WHAT YOU SHOULD DO.
Write the records below out again exactly as given, with no images.
-- start DATA SECTION --
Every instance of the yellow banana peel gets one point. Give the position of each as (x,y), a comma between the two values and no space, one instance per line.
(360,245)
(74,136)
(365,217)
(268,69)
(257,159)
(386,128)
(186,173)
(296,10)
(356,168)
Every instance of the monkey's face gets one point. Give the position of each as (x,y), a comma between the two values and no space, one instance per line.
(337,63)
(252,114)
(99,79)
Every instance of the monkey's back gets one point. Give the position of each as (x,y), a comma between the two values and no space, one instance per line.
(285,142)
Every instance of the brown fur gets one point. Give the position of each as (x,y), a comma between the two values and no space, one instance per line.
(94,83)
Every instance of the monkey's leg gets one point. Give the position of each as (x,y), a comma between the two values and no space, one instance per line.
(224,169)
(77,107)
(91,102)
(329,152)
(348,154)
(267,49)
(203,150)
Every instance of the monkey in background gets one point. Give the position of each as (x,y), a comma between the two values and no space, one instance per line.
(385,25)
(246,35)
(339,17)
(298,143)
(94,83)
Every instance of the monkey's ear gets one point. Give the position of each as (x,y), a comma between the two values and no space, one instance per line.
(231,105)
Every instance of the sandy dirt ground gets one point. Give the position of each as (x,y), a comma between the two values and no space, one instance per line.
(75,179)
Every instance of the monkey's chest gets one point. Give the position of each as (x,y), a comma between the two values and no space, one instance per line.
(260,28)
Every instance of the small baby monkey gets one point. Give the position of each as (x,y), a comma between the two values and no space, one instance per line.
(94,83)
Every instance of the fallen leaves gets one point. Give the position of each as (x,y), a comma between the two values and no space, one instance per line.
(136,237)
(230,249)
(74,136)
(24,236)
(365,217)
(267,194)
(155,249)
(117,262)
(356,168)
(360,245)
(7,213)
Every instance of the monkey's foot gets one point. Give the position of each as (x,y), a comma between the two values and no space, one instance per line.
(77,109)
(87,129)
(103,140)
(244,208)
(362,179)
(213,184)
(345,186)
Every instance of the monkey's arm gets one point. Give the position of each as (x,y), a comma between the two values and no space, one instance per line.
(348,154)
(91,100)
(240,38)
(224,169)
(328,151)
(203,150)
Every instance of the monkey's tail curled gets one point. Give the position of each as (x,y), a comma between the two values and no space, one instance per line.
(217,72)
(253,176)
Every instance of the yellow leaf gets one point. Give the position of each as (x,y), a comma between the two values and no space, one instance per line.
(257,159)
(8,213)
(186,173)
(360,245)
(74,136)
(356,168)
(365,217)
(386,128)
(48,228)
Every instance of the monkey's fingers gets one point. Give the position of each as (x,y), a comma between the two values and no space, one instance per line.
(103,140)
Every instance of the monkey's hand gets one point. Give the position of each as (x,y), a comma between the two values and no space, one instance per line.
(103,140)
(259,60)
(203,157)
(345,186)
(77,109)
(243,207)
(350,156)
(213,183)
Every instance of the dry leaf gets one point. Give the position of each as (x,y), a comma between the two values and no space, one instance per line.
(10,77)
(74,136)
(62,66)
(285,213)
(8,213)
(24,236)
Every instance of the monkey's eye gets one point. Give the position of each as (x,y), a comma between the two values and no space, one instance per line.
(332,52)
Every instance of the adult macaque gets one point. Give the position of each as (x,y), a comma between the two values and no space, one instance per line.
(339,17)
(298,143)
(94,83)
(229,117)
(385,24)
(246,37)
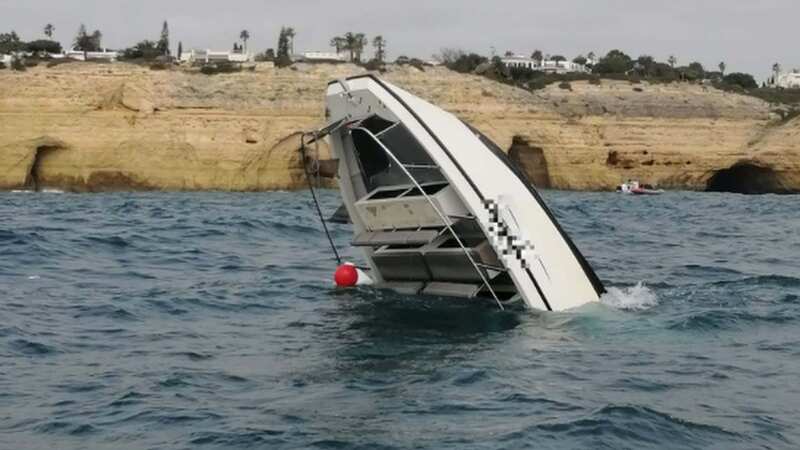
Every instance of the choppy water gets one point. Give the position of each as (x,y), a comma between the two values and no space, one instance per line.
(207,320)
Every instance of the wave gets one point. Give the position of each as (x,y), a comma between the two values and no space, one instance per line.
(635,298)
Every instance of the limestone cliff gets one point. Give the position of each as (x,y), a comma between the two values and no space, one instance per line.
(94,127)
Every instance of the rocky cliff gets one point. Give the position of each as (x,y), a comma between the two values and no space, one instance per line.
(94,127)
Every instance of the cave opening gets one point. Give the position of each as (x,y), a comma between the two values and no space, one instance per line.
(746,178)
(34,179)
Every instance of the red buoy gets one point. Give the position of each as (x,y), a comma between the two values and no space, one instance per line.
(346,275)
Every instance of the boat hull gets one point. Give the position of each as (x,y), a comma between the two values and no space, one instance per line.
(545,266)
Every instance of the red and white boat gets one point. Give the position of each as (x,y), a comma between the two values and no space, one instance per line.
(634,188)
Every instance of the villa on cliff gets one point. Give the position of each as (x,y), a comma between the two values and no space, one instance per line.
(211,56)
(80,55)
(788,80)
(547,66)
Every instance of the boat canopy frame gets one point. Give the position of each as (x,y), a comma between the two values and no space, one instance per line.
(356,125)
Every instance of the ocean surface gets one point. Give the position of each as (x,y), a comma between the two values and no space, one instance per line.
(209,320)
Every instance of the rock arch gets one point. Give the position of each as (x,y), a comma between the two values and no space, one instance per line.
(41,149)
(746,177)
(531,160)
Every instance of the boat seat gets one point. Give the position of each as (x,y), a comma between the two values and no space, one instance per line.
(381,238)
(442,289)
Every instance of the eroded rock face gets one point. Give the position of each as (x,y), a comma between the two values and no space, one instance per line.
(95,127)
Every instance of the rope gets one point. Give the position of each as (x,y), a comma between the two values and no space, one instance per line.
(316,201)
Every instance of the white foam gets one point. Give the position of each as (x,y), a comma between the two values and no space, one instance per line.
(637,298)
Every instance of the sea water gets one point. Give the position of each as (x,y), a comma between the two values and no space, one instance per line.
(209,320)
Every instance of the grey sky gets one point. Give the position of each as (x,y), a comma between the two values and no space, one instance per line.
(749,36)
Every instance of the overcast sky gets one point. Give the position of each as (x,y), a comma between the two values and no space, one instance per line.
(748,35)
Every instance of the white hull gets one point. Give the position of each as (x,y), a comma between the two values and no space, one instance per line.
(390,144)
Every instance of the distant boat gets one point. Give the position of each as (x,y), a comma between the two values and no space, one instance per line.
(634,188)
(439,210)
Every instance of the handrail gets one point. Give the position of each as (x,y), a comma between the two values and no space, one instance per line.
(442,216)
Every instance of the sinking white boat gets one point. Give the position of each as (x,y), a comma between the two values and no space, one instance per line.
-- end DATA SECTION --
RESPONSE FOR THIS EXERCISE.
Every instance of the yellow banana peel gets one point. Give the position of each as (x,y), a comma between the two values and no space, one instance per line.
(360,245)
(74,136)
(365,217)
(268,69)
(257,159)
(386,128)
(186,173)
(296,10)
(356,168)
Every instance of the monkey's face gets one point. Give the position of each as (x,y), a comma between the two values and no space, one instance per line.
(337,63)
(252,114)
(99,79)
Every instance of the monkey's back gets one point. Give the position of each as (x,y), a comma between the two values and no space, one instance per line.
(285,142)
Every instance of the brown fur gets one point. Give the position of each as (x,y), a comma between the two values and no space, one instance per line.
(94,83)
Every instance of the monkey's leg gets one point. Give the position of each as (x,y), a comma between the two values and no space, one instance per line.
(224,169)
(77,107)
(91,102)
(329,152)
(348,154)
(267,49)
(203,150)
Every instance of the monkey in background gets one point. Give the position of each as (x,y), a comma between the two values and no space, one instance per line.
(385,25)
(246,35)
(339,17)
(298,143)
(94,83)
Every instance of the monkey's ear gets one point. Give the position of each as (x,y), a comma between the two values and no space, one instance per line.
(231,105)
Every instance of the sandy dirt ground gets one point. Give the position of each as (x,y), a comma between the two values and no space, one instance per line.
(75,179)
Every instance of the monkey's chest gets one point. Give the position of each as (x,y), a comma between the two values and no space, one instance per line.
(260,28)
Every instance of the small baby monkey gets one point. Give the position of each as (x,y), a comma between the two values and no space, one instance per line.
(94,83)
Every instance of the fallen leaves gets one point. Give the position of each as (x,y), a comma between the two values and no space, one instance per line.
(136,237)
(230,249)
(74,136)
(24,236)
(365,217)
(267,194)
(155,249)
(117,262)
(356,168)
(360,245)
(7,213)
Every instance of the monkey's foot gets one point. Give the position of each as (x,y), a comma between the two values and no space, one instance per line.
(77,109)
(87,129)
(103,140)
(244,208)
(362,179)
(213,184)
(345,186)
Every instance of the monkey's arm gets one point. Give the position of each as (x,y), a comma between the two values and no space, one instance per line.
(348,154)
(91,100)
(240,38)
(224,169)
(328,151)
(203,150)
Every instance of the monkey's tail curled gets one point. Give the position of each as (x,y), a comma between the two values and no space, one instance per line.
(217,72)
(253,176)
Every instance of the yellow leaf gets one point. Give the position of each as (x,y), a comma between the two values and no space, one instance per line.
(257,159)
(8,213)
(186,173)
(360,245)
(74,136)
(356,168)
(365,217)
(386,128)
(48,228)
Every instance of the monkey's fingers gets one point. Give the position of each as (x,y), a comma between the two values and no space, one instance per line.
(103,140)
Every instance of the monkey's hand gets one point. Give the position of each as (x,y), a comma between the two values and no space, one instance per line.
(103,140)
(259,60)
(203,157)
(345,186)
(77,109)
(243,207)
(350,156)
(213,183)
Every instance of the dry leaf gets one point. Give the position of each as (x,y), a comma between the two values and no space, one instance per line.
(10,77)
(74,136)
(62,66)
(285,213)
(8,213)
(24,236)
Every instance of the monkey's eye gets one point. Give the position of each as (x,y), a comma between the two values and no space, one instance per line.
(332,52)
Every instance of the adult macaque gets one point. Give the position of each as (x,y), a comma between the two values and no space, one instance per line.
(339,17)
(298,143)
(94,83)
(229,117)
(385,24)
(246,37)
Every instance of the choppy water gets one point. Give the position of each as (x,y), a comma between the two values and no space, one instance per line.
(207,320)
Every instance of the wave gets one point. Give the position of each as (x,y), a comma between the two values and no space, one instance per line.
(635,298)
Every instance of the limestone cliff gets one point. Give the position of each as (x,y), a comma between the two values and no space, one instance per line.
(94,127)
Every instance of the rocky cliff gets one point. Give the position of each as (x,y), a comma between the two values and no space, one instance per line.
(94,127)
Every instance of the cave opening gets one point. Give the position of each as (x,y), a comma between the two values and no space, one instance per line.
(746,178)
(34,179)
Every instance of the red buoy gets one point. Give the position of each as (x,y), a comma between the two values and no space, one instance per line.
(346,275)
Every instance of the boat hull gets one point. Give the position of each as (x,y), a comma between the two values and no space, one instance per line.
(545,266)
Every instance of the red and white boat gets one point. Give the position of each as (x,y), a comma between the two values and no space, one instance per line.
(634,188)
Every instance of the villa on cliff gets one point. Give the position of each as (x,y), a comma between the two values and no space, one instance per line.
(211,56)
(80,55)
(788,80)
(547,66)
Every instance of the boat canopy frame gets one point. Give the position of each as (x,y), a comma between the two values and no space, one instance per line.
(356,125)
Every instance of the ocean surface gets one point. Give the position of each as (x,y), a comma between the two values and no space, one instance per line.
(209,320)
Every instance of the rock arch gets one point. Give the position of each as (x,y), a comma between the two values and no space, one instance per line.
(41,149)
(746,177)
(531,160)
Every instance of the boat seat gets one point. Give the position of each as (x,y), a comma between the two values and no space, one instance per line.
(381,238)
(442,289)
Every instance of the eroded rock face gets one point. Give the position of each as (x,y), a comma between the two values and no space, one instance per line.
(95,127)
Every instance of the rope gets one point. Give the position of each as (x,y), a comma between the two values and no space, one instance per line.
(316,201)
Every instance of the white foam gets one point. Give the position of each as (x,y), a comma between the two values and no space, one instance per line.
(637,298)
Every instance of the sea water gets one point. Give the position of each as (x,y), a comma between the two values and no space, one instance per line.
(209,320)
Every instance of the grey sky gets one point. Give the position of each as (x,y), a comma between the two values and no space, one instance per line.
(749,36)
Every instance of the overcast sky gets one point. Give the position of each as (x,y), a comma between the two values and no space, one instance per line.
(748,35)
Every instance of the white hull gets one point. Give the position of each as (x,y), a comma between the two values and no space, one instance per line.
(390,144)
Every instance of the distant boat gets one point. Give the position of each as (x,y), a comma between the two values and no space, one instance per line.
(634,188)
(439,210)
Every instance of the handrail gets one point. Give the position of each as (x,y), a comma between the two values and no space, one instance per line.
(442,216)
Every instance of the sinking white boat gets one point. Give the position of each as (x,y), a comma between the two values and no space, one instance per line.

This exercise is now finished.